Pociski nigdy nie były wystrzeliwane tak blisko polskiej granicy. Dlaczego Rosjanie wykorzystują Brześć?
Rosyjskie wojska zaczęły wykorzystywać białoruskie lotnisko w Brześciu do ataków rakietowych na Ukrainę - poinformował doradca ministra spraw wewnętrznych Ukrainy Wadym Denysenko. Według gen. Waldemara Skrzypczaka w ten sposób Rosjanie demonstrują, że ich rakiety dosięgną każdego punktu na mapie Ukrainy. To także sygnał, który mamy odczytać w Polsce.
Ze słów Wadyma Denisenki wynika, że atak na Ukrainę nigdy nie był prowadzony z regionów położonych tak blisko Polski. Lotnisko znajduje się w odległości ok. 20 km od naszej granicy. Wcześniej ostrzał celów w Ukrainie i organizowanie nalotów odbywały się na lotniskach Baranowicze i Mozyrz (to centralna i wschodnia Białoruś)
- Właściwie trwa ofensywa z Białorusi. Co więcej, Rosjanie zaczęli wykorzystywać lotnisko w Brześciu do ostrzeliwania naszych terytoriów - powiedział ukraiński doradca.
Rosjanie atakują z Brześcia. To demonstracja
- To rosyjska demonstracja obliczona na wywołanie jeszcze większego strachu w Polsce, że oni są właściwie bardzo blisko i prowadzą swobodnie agresywne działania. Strach przed Rosją wśród naszych polityków i w społeczeństwie jest już wyśrubowany do absurdalnych poziomów. Uważam, że Rosjan nie należy teraz się bać. Nie są w stanie skonfrontować się z NATO - ocenia gen. Waldemar Skrzypczak, były dowódca Wojsk Lądowych.
- To kolejny argument za tym, że Białoruś bierze udział w wojnie przeciwko Ukrainie. To właściwie nic nadzwyczajnego. Łukaszenka udostępnił swoje terytorium do zorganizowania ataku w pierwszych dniach inwazji i robi to nadal. Znajduje się pod presją Rosji, która nakłania go do wzięcia ataku w lądowej ofensywie. Białoruskie wojsko nie ma jednak ochoty ginąć nie wiadomo po co - dodaje Skrzypczak.
Dodaje, że Brześcia mogą być dokonywane ataki rakietami Iskander, a także rakietami balistycznymi typu Toczka. Ten drugi rodzaj uzbrojenia należy do przestarzałych, zasięg Toczek wynosi 160 km.
- Rosjanie chcą zademonstrować, że ich rakiety swobodnie dosięgną każdego celu w zachodniej Ukrainie. Jednak obecnie najważniejsze wydarzenia rozgrywają się w Donbasie, gdzie siły rosyjskie próbują okrążyć duże zgrupowanie wojsk ukraińskich - wskazuje gen. Skrzypczak.

ZESTAW ZADAŃ —
**a)** Przepisz dosłownie fragment artykułu od słów „Rosyjskie wojska zaczęły” aż do słów „i wschodnia Białoruś)” włącznie.
**b)** Z których białoruskich lotnisk według artykułu prowadzono ataki na cele w Ukrainie?
Opieraj się wyłącznie na artykule.

DANE —

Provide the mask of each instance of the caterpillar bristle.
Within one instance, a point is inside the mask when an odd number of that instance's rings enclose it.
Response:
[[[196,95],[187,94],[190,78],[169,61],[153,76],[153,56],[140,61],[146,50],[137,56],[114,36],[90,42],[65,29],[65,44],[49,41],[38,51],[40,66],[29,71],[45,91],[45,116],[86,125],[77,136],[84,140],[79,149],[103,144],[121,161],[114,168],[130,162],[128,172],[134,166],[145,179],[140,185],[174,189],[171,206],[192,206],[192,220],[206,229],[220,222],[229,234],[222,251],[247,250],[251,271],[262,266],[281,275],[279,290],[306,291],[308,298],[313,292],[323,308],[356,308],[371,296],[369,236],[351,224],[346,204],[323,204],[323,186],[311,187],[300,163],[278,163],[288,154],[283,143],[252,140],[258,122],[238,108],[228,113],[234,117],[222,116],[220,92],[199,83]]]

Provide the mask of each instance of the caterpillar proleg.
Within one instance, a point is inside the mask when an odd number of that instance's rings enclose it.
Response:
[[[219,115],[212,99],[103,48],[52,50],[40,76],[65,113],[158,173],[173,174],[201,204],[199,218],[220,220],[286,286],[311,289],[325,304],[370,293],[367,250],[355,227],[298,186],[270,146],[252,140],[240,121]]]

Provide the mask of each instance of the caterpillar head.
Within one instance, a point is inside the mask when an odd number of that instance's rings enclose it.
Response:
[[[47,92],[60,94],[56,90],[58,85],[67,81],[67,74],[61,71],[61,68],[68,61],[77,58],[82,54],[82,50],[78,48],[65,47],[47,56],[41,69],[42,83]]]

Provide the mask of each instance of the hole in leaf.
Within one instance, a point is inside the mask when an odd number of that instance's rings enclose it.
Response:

ODPOWIEDZI —
**a)**
Rosyjskie wojska zaczęły wykorzystywać białoruskie lotnisko w Brześciu do ataków rakietowych na Ukrainę - poinformował doradca ministra spraw wewnętrznych Ukrainy Wadym Denysenko. Według gen. Waldemara Skrzypczaka w ten sposób Rosjanie demonstrują, że ich rakiety dosięgną każdego punktu na mapie Ukrainy. To także sygnał, który mamy odczytać w Polsce.
Ze słów Wadyma Denisenki wynika, że atak na Ukrainę nigdy nie był prowadzony z regionów położonych tak blisko Polski. Lotnisko znajduje się w odległości ok. 20 km od naszej granicy. Wcześniej ostrzał celów w Ukrainie i organizowanie nalotów odbywały się na lotniskach Baranowicze i Mozyrz (to centralna i wschodnia Białoruś)

**b)** Brześć, Baranowicze, Mozyrz